## [WORK INSTRUCTION]
Restate all the data exactly, so that each line is the same as before.

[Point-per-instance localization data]
..............................

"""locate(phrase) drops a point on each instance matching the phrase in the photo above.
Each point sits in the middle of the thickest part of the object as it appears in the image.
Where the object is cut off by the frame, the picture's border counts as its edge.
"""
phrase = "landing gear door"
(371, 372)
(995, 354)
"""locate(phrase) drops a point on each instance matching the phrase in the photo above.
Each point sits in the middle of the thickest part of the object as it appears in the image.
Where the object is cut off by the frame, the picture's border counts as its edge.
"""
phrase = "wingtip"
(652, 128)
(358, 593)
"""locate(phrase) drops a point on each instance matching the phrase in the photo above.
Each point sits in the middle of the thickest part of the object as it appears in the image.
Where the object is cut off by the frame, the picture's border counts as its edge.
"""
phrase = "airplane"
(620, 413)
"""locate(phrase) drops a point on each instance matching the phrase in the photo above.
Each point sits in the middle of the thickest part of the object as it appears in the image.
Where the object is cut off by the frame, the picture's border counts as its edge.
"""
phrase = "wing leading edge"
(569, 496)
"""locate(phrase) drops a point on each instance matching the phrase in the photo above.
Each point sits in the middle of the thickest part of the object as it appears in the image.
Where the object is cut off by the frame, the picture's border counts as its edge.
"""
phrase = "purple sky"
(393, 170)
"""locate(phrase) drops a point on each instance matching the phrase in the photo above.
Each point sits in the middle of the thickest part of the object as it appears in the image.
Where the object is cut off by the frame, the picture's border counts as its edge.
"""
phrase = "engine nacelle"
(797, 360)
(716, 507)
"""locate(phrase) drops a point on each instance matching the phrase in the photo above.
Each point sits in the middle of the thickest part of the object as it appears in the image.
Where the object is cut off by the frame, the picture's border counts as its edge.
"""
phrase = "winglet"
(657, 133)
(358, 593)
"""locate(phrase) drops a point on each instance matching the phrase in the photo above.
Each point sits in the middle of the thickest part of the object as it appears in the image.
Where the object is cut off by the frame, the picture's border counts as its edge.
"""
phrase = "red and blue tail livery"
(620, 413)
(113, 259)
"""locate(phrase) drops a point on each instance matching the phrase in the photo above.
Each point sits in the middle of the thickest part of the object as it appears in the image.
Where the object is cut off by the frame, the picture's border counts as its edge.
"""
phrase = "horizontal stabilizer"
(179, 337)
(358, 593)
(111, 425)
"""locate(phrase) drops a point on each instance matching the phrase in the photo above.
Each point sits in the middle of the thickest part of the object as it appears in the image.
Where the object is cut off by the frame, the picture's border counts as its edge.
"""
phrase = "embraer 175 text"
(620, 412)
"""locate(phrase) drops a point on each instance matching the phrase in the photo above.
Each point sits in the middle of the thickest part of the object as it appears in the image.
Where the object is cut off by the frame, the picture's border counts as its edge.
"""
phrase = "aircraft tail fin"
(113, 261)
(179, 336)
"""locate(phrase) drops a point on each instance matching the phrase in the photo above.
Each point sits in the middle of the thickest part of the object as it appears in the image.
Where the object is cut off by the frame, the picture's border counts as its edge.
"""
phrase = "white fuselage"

..............................

## [SOLUTION FOR THIS EXERCISE]
"""locate(phrase) drops a point on each instance matching the phrase in the photo above.
Each point sits in the middle of the thickest part of the object as it appears in the image.
Where the object is cut off by the frame, the picture's border counts as its edge.
"""
phrase = "landing gear door"
(371, 372)
(995, 354)
"""locate(phrase) drops a point on each instance matching the phrase in the photo above.
Each point sits in the middle of the thickest part of the object as it appears in the image.
Where the object is cut off by the frame, the picture's border counts as its edge.
"""
phrase = "wingtip"
(652, 128)
(358, 593)
"""locate(phrase) drops a point on each instance matching the phrase in the photo above.
Each point sits in the middle of the thickest part of the object as it appears in the image.
Where the object is cut off by the frame, the picture's border counts as its edge.
"""
phrase = "airplane"
(620, 413)
"""locate(phrase) drops a point on each instance matching the phrase in the photo above.
Each point sits in the middle of the thickest part of the object as it appears in the image.
Where the object is cut off by the frame, the picture's border counts as its edge.
"""
phrase = "wing leading edge"
(569, 496)
"""locate(phrase) drops a point on each instance matching the phrase in the photo above.
Each point sits in the middle of the thickest part of the object as it appears in the image.
Where the object is cut off by the frame, the picture's border counts as its edge.
"""
phrase = "purple sky"
(393, 170)
"""locate(phrase) drops a point on each instance matching the phrase in the photo above.
Each point sits in the middle of the thickest part of the object as it appears in the image.
Where the object is cut off by the frame, the picture's border counts as its edge.
"""
phrase = "engine nacelle"
(797, 360)
(716, 507)
"""locate(phrase) drops a point on each instance matching the phrase in the photo above.
Each point sits in the middle of the thickest part of the object as it appears in the image.
Where the object is cut off by the frame, the picture's border counts as its edge.
"""
phrase = "winglet"
(657, 133)
(358, 593)
"""locate(phrase) drops a point on each instance matching the phrase in the photo above.
Each point sits in the middle of the thickest part of the object as it appears in the image.
Where the object is cut off by the frame, the picture's border counts as its edge.
"""
phrase = "red and blue tail livery"
(620, 413)
(113, 259)
"""locate(phrase) drops a point on each instance matching the phrase in the photo above.
Each point sits in the middle of the thickest part of the object as it appears in the image.
Where the object is cut off by the frame, the picture's border counts as its edge.
"""
phrase = "horizontal stabilizer"
(179, 337)
(358, 593)
(111, 425)
"""locate(phrase) drops a point on each instance matching the phrase in the photo above.
Each point sits in the middle of the thickest part of the object as it appears in the image.
Where the object is cut off by the frame, the picture's border counts as its edge.
"""
phrase = "embraer 175 text"
(620, 412)
"""locate(phrase) drops a point on each instance matching the phrase in the photo above.
Each point sits in the middle of the thickest part of the object as it appears in the image.
Where the object is cut off by the frame, the picture's border counts as its edge.
"""
phrase = "aircraft tail fin"
(113, 261)
(179, 336)
"""locate(phrase) drops a point on each instance matching the phrase in the photo above.
Each point sits in the middle of the thickest part of the object as it appears in the image.
Where the object is cut off by the frame, the picture's border counts as its edge.
"""
phrase = "white fuselage"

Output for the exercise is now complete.